You are viewing a plain text version of this content. The canonical link for it is here.
Posted to dev@tika.apache.org by "Mohsen (JIRA)" <ji...@apache.org> on 2018/09/05 15:31:00 UTC

[jira] [Created] (TIKA-2724) Tika does not recognize http 3xx error codes when passed fileUrl

Mohsen created TIKA-2724:
----------------------------

             Summary: Tika does not recognize http 3xx error codes when passed fileUrl
                 Key: TIKA-2724
                 URL: https://issues.apache.org/jira/browse/TIKA-2724
             Project: Tika
          Issue Type: Bug
          Components: server
    Affects Versions: 1.18
            Reporter: Mohsen


When the {{fileUrl}} passed to the Tika server results in a 3xx http status code, Tika happily returns a 200 response.

[Extracted data entries]
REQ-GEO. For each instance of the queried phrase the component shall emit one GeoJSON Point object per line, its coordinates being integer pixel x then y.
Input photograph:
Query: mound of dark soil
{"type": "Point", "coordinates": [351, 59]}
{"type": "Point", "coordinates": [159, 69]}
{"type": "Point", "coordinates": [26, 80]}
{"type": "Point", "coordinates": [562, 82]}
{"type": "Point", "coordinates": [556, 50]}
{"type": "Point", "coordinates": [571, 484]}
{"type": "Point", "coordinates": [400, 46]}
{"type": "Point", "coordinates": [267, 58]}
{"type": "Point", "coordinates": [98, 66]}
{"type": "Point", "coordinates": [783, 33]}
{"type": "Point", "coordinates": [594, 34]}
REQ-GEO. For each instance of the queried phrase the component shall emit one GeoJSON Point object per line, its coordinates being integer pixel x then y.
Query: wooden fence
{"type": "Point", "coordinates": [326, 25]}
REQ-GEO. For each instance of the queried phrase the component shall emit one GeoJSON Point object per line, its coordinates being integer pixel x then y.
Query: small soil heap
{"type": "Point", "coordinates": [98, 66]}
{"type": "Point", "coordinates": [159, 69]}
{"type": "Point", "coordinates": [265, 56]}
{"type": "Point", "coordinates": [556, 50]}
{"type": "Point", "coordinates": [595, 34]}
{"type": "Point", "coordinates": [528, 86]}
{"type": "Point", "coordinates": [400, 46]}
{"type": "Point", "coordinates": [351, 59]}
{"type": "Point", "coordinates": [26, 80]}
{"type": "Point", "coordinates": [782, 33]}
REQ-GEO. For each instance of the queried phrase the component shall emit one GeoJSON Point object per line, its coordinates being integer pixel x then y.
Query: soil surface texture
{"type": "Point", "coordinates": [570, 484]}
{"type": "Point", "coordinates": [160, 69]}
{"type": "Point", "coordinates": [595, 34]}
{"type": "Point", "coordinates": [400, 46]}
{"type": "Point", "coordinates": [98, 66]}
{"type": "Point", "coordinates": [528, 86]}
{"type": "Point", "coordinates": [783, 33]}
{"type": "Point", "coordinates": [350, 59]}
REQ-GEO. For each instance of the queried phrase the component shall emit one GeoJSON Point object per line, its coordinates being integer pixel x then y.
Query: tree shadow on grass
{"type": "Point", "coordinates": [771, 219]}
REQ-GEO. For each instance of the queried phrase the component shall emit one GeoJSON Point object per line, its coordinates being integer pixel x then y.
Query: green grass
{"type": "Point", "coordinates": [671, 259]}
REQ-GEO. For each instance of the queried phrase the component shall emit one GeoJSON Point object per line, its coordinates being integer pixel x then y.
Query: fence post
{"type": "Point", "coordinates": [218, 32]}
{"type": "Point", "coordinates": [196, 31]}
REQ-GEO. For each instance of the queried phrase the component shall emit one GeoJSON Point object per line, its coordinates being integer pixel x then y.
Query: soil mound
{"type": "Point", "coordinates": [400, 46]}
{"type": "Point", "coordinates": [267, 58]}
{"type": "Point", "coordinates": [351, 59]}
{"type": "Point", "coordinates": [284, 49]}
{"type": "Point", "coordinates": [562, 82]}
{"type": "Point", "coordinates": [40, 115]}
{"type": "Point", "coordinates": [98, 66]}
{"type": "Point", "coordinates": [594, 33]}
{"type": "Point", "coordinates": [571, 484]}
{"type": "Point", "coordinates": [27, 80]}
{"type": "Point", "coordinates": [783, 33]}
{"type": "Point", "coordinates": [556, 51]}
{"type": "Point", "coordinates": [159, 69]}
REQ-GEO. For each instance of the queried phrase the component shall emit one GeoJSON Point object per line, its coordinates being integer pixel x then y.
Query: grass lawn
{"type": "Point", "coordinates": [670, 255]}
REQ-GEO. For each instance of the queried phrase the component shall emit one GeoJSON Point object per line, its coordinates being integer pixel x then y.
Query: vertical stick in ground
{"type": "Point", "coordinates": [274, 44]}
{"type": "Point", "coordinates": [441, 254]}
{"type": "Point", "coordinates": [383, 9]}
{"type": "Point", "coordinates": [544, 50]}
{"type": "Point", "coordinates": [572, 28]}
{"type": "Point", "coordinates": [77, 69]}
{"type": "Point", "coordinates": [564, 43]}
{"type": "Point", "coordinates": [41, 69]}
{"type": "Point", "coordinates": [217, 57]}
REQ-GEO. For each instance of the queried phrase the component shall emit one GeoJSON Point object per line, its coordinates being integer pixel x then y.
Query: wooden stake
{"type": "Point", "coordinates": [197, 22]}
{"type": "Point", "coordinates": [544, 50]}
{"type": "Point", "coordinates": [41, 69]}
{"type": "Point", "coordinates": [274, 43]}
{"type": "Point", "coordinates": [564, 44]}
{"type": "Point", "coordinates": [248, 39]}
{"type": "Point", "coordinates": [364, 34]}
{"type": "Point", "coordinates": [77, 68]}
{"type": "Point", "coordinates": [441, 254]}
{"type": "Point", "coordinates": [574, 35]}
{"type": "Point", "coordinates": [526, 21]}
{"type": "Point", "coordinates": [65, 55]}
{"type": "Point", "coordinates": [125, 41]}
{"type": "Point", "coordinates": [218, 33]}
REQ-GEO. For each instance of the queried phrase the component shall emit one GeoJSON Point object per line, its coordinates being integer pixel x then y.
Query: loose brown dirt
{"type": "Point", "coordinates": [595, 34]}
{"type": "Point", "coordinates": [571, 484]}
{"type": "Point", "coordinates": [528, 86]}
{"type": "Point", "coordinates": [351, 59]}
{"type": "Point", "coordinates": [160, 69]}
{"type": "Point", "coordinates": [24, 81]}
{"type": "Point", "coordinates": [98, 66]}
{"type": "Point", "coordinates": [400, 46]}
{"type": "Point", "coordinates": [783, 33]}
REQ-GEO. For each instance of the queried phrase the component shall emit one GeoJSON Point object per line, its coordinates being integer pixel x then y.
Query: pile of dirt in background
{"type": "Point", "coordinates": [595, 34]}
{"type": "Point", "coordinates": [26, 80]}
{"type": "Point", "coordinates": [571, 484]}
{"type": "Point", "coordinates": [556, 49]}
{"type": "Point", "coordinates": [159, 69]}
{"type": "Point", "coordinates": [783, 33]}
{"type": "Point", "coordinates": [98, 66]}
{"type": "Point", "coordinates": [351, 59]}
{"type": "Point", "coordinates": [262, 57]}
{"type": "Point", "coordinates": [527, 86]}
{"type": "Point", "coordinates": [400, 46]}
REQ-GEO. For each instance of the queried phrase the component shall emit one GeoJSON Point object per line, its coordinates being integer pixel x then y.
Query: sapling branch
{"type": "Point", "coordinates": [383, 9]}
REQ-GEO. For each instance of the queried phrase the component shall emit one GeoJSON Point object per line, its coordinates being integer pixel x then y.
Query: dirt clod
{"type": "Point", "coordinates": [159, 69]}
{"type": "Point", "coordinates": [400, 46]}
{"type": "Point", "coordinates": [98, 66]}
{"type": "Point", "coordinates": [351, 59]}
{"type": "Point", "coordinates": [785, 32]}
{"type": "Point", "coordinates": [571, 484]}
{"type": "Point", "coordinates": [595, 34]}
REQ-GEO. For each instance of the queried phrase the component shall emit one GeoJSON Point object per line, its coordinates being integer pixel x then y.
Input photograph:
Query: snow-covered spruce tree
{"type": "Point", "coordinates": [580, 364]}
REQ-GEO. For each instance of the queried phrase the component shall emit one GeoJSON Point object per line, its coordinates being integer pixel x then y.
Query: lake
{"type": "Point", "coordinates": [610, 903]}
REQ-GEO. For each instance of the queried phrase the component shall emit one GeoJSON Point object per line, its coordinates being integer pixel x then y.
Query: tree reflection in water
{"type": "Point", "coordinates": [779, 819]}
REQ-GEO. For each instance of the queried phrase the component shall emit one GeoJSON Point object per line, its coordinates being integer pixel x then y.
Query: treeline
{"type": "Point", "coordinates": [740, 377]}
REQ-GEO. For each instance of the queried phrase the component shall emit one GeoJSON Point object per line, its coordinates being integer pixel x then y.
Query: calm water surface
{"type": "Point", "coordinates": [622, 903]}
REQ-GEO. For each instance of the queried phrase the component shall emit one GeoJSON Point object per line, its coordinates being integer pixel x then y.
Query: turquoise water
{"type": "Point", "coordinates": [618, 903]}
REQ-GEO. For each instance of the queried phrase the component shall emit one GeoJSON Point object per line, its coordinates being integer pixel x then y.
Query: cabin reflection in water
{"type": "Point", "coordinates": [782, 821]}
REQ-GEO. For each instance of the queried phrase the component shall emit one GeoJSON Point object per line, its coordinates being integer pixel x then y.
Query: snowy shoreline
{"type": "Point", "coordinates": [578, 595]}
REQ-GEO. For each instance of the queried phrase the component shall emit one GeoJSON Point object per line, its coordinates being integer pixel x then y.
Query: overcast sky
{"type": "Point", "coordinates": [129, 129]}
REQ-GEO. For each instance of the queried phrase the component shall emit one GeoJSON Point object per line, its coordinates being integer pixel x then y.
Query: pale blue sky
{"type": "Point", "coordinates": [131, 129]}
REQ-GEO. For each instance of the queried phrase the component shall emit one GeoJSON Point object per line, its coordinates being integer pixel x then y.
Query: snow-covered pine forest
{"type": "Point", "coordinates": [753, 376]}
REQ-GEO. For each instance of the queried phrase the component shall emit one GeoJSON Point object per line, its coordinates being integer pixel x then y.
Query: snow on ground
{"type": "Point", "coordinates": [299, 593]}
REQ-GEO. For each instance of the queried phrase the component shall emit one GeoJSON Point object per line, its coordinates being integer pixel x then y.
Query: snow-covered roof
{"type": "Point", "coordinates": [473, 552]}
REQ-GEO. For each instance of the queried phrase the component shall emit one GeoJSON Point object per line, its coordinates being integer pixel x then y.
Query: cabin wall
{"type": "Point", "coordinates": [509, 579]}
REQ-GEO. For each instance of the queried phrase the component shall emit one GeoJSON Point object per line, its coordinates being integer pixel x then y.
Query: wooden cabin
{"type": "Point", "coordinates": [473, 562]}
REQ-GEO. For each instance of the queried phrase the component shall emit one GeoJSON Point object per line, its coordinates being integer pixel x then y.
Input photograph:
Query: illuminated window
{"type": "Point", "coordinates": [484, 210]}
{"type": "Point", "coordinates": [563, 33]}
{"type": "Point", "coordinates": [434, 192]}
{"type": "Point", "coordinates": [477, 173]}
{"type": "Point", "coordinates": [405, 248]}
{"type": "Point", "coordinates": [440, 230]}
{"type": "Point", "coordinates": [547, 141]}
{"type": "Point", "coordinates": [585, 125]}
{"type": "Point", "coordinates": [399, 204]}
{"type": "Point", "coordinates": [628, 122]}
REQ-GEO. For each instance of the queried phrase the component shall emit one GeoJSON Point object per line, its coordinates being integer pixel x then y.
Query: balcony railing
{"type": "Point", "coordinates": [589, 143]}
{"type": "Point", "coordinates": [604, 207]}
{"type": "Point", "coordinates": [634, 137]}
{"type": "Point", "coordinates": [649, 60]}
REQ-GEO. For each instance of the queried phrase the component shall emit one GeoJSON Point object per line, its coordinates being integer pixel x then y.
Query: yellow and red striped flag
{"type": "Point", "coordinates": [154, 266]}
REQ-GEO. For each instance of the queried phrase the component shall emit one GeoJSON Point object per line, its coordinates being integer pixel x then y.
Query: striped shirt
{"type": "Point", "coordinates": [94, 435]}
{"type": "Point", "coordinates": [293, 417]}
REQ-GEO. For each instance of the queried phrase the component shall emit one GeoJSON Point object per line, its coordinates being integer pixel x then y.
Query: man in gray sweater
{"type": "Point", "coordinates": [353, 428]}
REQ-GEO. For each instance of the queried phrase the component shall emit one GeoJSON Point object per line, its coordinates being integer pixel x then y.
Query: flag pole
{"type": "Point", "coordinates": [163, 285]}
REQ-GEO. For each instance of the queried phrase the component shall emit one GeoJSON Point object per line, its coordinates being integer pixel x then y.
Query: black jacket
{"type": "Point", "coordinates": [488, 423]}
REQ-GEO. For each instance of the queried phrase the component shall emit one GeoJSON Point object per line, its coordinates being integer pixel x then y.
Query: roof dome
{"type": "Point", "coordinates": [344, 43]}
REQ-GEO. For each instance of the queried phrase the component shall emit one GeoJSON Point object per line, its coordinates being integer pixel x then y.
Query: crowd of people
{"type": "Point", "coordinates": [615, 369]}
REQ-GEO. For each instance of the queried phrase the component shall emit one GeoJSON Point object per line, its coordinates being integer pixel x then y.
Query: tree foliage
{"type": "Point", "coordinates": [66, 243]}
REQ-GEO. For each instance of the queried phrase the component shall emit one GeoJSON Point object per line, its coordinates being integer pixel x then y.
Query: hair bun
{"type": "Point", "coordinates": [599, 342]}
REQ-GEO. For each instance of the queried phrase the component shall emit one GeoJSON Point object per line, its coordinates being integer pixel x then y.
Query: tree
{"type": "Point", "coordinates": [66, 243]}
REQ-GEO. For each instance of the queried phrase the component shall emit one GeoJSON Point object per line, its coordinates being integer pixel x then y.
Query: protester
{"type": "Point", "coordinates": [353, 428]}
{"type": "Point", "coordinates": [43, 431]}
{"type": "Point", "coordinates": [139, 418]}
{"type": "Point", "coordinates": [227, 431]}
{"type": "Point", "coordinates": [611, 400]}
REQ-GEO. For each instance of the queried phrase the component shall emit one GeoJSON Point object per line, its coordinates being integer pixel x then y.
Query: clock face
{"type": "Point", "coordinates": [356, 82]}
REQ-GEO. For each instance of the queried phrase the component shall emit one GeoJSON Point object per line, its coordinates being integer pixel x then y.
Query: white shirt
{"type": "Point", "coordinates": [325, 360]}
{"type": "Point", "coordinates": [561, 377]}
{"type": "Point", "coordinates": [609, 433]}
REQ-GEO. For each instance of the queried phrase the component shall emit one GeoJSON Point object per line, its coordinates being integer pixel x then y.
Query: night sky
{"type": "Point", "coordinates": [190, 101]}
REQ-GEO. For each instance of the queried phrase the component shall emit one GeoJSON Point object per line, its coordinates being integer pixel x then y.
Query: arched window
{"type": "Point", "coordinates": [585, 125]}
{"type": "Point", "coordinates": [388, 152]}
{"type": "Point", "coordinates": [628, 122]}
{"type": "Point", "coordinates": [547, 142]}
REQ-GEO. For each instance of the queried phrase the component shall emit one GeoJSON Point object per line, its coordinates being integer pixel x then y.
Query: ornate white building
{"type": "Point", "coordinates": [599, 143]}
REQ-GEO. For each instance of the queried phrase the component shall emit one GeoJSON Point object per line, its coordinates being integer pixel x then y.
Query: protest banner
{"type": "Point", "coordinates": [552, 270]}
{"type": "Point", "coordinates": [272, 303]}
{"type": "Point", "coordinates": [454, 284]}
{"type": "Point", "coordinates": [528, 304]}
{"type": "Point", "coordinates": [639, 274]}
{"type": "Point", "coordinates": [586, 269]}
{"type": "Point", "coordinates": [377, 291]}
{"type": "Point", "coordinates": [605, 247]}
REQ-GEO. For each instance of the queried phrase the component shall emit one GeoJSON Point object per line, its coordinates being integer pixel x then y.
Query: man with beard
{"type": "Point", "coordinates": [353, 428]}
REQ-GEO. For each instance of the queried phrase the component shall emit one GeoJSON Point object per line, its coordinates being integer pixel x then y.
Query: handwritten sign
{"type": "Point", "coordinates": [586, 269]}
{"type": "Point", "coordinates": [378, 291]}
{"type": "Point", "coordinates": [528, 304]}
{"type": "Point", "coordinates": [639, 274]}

Directives
1/ Quote the Tika issue report between "Summary: Tika does" and "a 200 response.", inclusive.
2/ Write what comes next in the Tika issue report, picking up right after its last sentence.
You won't need the records for any of this.

Outputs for the tasks
1/
Summary: Tika does not recognize http 3xx error codes when passed fileUrl
                 Key: TIKA-2724
                 URL: https://issues.apache.org/jira/browse/TIKA-2724
             Project: Tika
          Issue Type: Bug
          Components: server
    Affects Versions: 1.18
            Reporter: Mohsen


When the {{fileUrl}} passed to the Tika server results in a 3xx http status code, Tika happily returns a 200 response.

2/
*How to reproduce the issue*: Run tika server with {{-enableUnsecureFeatures and -enableFileUrl options. Then send a }}{{fileUrl}} to the server that returns a 300 error code. Here is a sample curl session:
{code:bash}
$ curl -XPUT -H 'fileUrl:http://google.com' localhost:9998/rmeta/text -v
* Trying ::1...
* TCP_NODELAY set
* Connected to localhost (::1) port 9998 (#0)
> PUT /rmeta/text HTTP/1.1
> Host: localhost:9998
> User-Agent: curl/7.54.0
> Accept: */*
> fileUrl:http://google.com
>
< HTTP/1.1 200 OK
< Content-Type: application/json
< Date: Wed, 05 Sep 2018 15:25:12 GMT
< Transfer-Encoding: chunked
< Server: Jetty(8.y.z-SNAPSHOT)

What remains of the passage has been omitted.